TASK TO CARRY OUT. Exact transcription of the following records is needed, with every picture dropped.

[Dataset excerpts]
::::

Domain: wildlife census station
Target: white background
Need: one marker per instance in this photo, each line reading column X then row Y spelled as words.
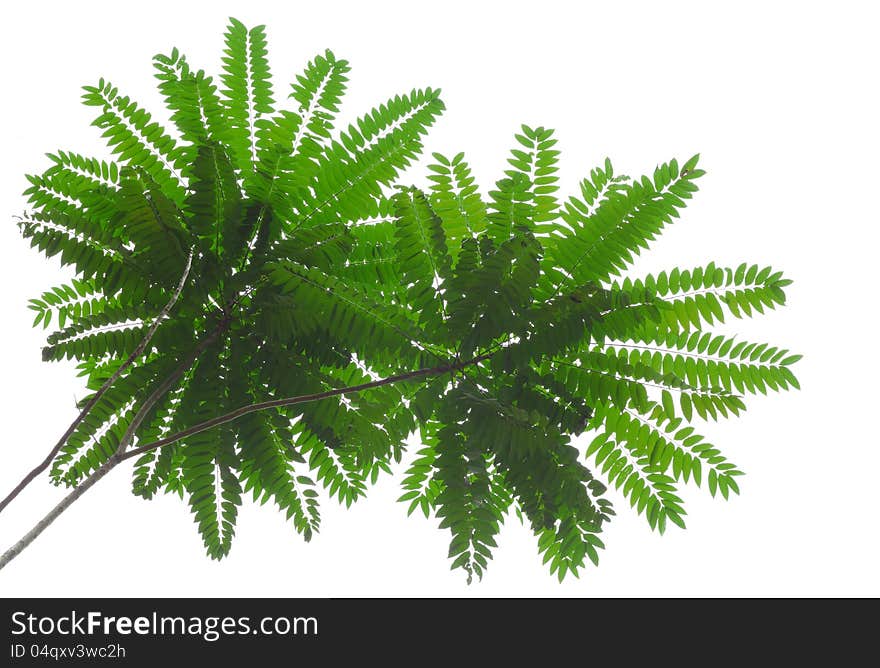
column 780, row 100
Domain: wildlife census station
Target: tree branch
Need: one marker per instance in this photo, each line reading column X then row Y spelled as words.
column 121, row 455
column 289, row 401
column 103, row 389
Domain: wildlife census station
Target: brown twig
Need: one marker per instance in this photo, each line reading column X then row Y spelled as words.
column 120, row 455
column 96, row 397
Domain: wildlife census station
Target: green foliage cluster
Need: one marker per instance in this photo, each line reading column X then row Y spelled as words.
column 316, row 272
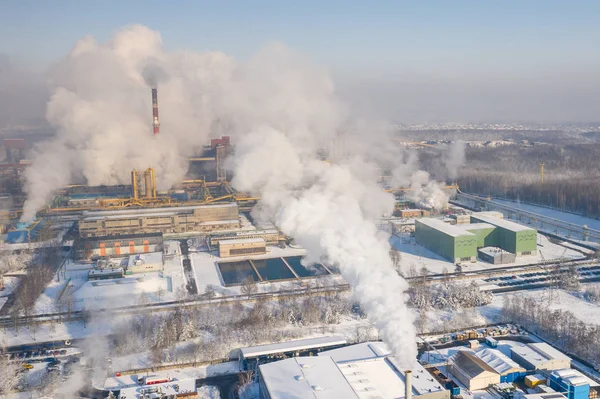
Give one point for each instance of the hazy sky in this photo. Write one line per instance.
(403, 60)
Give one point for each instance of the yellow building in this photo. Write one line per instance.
(241, 247)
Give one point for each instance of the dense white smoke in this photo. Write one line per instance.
(455, 158)
(101, 109)
(280, 111)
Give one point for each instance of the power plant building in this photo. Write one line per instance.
(242, 247)
(364, 370)
(461, 242)
(510, 236)
(118, 245)
(446, 240)
(200, 218)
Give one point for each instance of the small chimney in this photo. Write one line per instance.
(408, 384)
(155, 123)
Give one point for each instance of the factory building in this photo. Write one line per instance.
(472, 371)
(539, 356)
(510, 236)
(242, 247)
(508, 369)
(461, 241)
(25, 232)
(142, 263)
(448, 241)
(200, 218)
(270, 236)
(364, 370)
(118, 245)
(574, 384)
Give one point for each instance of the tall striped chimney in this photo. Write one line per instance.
(155, 123)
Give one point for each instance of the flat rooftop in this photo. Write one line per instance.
(306, 377)
(445, 228)
(290, 346)
(175, 209)
(234, 241)
(475, 226)
(502, 223)
(538, 353)
(373, 372)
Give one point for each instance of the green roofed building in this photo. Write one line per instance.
(510, 236)
(448, 241)
(459, 243)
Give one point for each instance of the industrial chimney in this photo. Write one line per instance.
(155, 123)
(408, 384)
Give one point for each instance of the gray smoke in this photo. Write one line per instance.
(280, 110)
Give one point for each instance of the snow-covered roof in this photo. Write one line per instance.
(470, 364)
(362, 351)
(445, 228)
(305, 377)
(289, 346)
(256, 240)
(154, 211)
(538, 353)
(149, 258)
(170, 388)
(553, 395)
(574, 377)
(498, 361)
(372, 372)
(502, 223)
(475, 226)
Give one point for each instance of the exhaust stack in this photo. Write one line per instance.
(408, 384)
(155, 123)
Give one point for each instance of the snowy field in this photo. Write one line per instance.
(557, 299)
(415, 256)
(553, 213)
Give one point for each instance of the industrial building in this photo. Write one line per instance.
(118, 245)
(472, 371)
(25, 232)
(448, 241)
(200, 218)
(461, 241)
(539, 356)
(512, 237)
(143, 263)
(241, 247)
(270, 236)
(364, 370)
(574, 384)
(508, 369)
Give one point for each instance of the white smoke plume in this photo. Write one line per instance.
(101, 109)
(455, 158)
(279, 109)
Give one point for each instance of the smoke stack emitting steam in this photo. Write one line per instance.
(155, 123)
(281, 111)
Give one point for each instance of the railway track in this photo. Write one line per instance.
(170, 306)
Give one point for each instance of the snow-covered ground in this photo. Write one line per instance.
(554, 213)
(416, 256)
(557, 299)
(183, 373)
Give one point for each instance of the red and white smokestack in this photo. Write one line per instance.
(155, 123)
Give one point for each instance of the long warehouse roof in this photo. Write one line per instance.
(444, 227)
(502, 223)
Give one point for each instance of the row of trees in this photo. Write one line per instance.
(210, 333)
(447, 296)
(559, 327)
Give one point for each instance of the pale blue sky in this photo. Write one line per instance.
(424, 47)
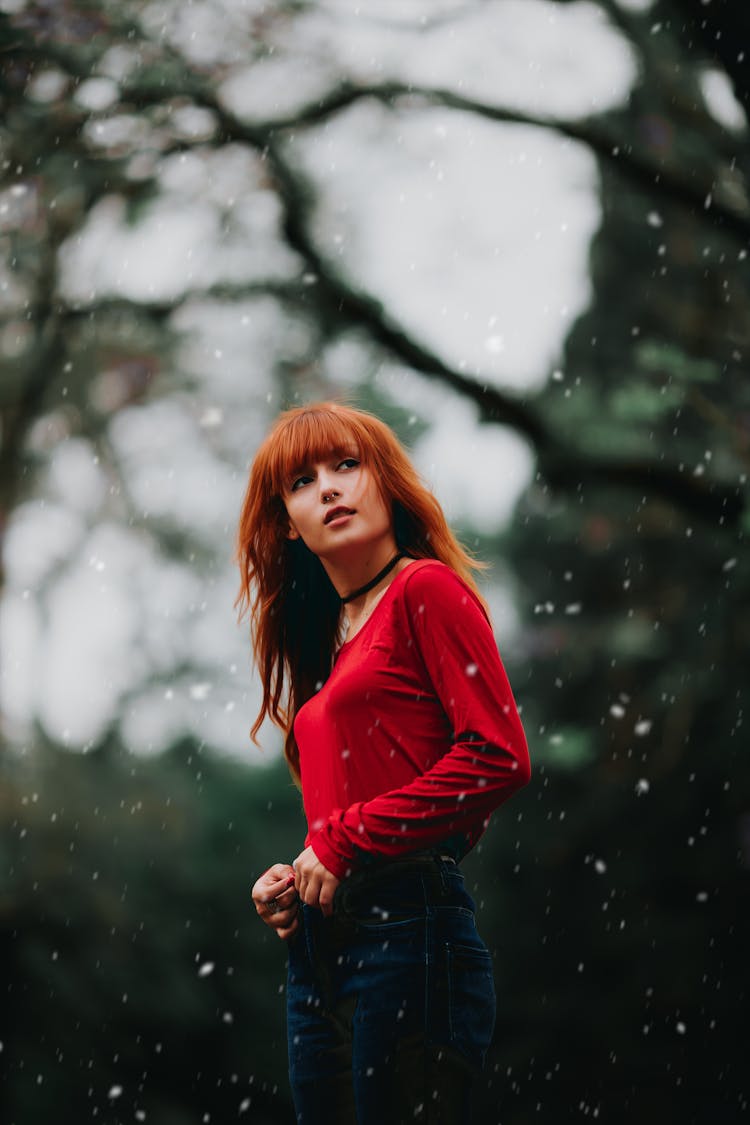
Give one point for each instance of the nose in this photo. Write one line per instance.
(327, 487)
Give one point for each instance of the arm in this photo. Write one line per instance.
(487, 759)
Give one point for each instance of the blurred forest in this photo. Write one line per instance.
(137, 982)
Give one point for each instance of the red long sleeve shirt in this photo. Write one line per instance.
(414, 739)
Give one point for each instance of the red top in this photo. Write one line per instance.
(414, 738)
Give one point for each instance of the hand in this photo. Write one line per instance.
(315, 883)
(276, 900)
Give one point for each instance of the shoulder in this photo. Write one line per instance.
(432, 583)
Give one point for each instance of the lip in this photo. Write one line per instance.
(336, 513)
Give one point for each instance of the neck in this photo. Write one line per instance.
(361, 591)
(350, 577)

::::

YOUR SOLUTION.
Domain: wildlife census station
Target: white background
Need: one marker per instance in this photo, each line reading column X then row Y spelled as words.
column 780, row 100
Domain: wildlife census station
Target: tree branch
Need: one marker per instance in this photo, each line reading column X then row Y spelled as words.
column 121, row 455
column 289, row 401
column 103, row 389
Domain: wildlife census station
Target: brown twig
Need: one marker per instance in this photo, each line reading column X then row Y spelled as words.
column 120, row 455
column 96, row 397
Domain: wildlife census station
Target: green foliage cluster
Need: one marker per instance in this photo, each line reading column X then row Y spelled as words.
column 316, row 272
Give one point for each instance of the hazy sky in this photo. Write one line per instance.
(403, 60)
Give one point for each instance of the yellow building in this photo. Write one line per instance.
(241, 247)
Give one point for each instance of the dense white smoke in this photo. Write one line per instance.
(455, 158)
(101, 109)
(280, 111)
Give one point for each instance of the power plant building in this photo. Write one line per instance.
(242, 247)
(364, 370)
(461, 242)
(510, 236)
(118, 245)
(446, 240)
(200, 218)
Give one point for each instance of the small chimney in this photo. Write one line per instance.
(408, 384)
(155, 123)
Give one point for each instance of the factory building in this photo. Write one line per instance.
(472, 371)
(539, 356)
(510, 236)
(242, 247)
(508, 369)
(461, 241)
(25, 232)
(142, 263)
(448, 241)
(200, 218)
(270, 236)
(364, 370)
(118, 245)
(574, 384)
Give one point for each instance of the tall striped chimney in this photo. Write one line per instance.
(155, 123)
Give one point for each instance of the flat rooftop in this photo. Write one line per instance.
(306, 377)
(445, 228)
(290, 346)
(175, 209)
(234, 241)
(475, 226)
(502, 223)
(538, 353)
(373, 372)
Give one point for each instance of the green roofed building in this photo. Write one line per instance.
(510, 236)
(448, 241)
(459, 243)
Give one point for each instance of the industrial chimney in this photo. Write one line per instance.
(155, 123)
(408, 384)
Give one point for each instance of the gray smoke in this photo. Write one line per instance.
(280, 110)
Give one point for each instance of the snow-covered roof in this photo. Write one line per instance.
(470, 364)
(362, 351)
(445, 228)
(305, 377)
(289, 346)
(256, 240)
(154, 211)
(538, 353)
(149, 258)
(170, 388)
(553, 395)
(574, 377)
(498, 361)
(372, 372)
(502, 223)
(475, 226)
Give one point for each instance of the exhaust stack in this photo. Write one line per instance.
(408, 384)
(155, 123)
Give one point for each instance of the snowy field in this photo. Write one line per instance.
(557, 299)
(415, 256)
(553, 213)
Give one point for each instance of the industrial building in this photo. Write one line per instance.
(118, 245)
(472, 371)
(25, 232)
(448, 241)
(200, 218)
(461, 241)
(539, 356)
(512, 237)
(143, 263)
(241, 247)
(270, 236)
(364, 370)
(574, 384)
(508, 369)
Give one point for each instance of the white smoke plume in this photo. Write one line per instance.
(101, 109)
(455, 158)
(279, 109)
Give one point for each instance of the smoke stack emitting steam in this photo. Write one line per instance.
(155, 123)
(281, 111)
Give one point for each instance of the railway track in this photo. Write one line per instance.
(170, 306)
Give one point for each instance of the snow-covered ground in this photo. Write one line per instance.
(554, 213)
(416, 256)
(557, 299)
(183, 373)
Give one point for each instance of the red and white smokestack in this photo. Write one line per instance.
(155, 123)
Give one point for each instance of the long warehouse roof in this photo. Write one line per instance.
(444, 227)
(502, 223)
Give one point for each instance of the row of trees in this photo. Write one line per instance.
(210, 333)
(447, 296)
(559, 327)
Give one point for each instance of the pale blue sky in this photo. Write one line per instance.
(424, 47)
Give one point for each instance of the nose in this photo. Write one line per instance.
(327, 487)
Give one point for each instance of the arm in this photo. Write one line per instance.
(487, 759)
Give one point for each instance of the blurred forest in this photo. Write one line per instance.
(137, 982)
Give one point for each instance of the red long sleeve shirt in this photo. Write one line per instance.
(414, 739)
Give one point for each instance of the red top in this photo. Write one line per instance.
(414, 738)
Give one point for each instance of the hand in this photo. Write one line per instance.
(315, 883)
(276, 900)
Give one point for each instance of the shoulder in this photo. Write one line per instance.
(432, 583)
Give one point for each instance of the lip in this photo. Write one line per instance.
(336, 513)
Give one point for each instance of the neck in this photo. Write one line per instance.
(361, 591)
(350, 577)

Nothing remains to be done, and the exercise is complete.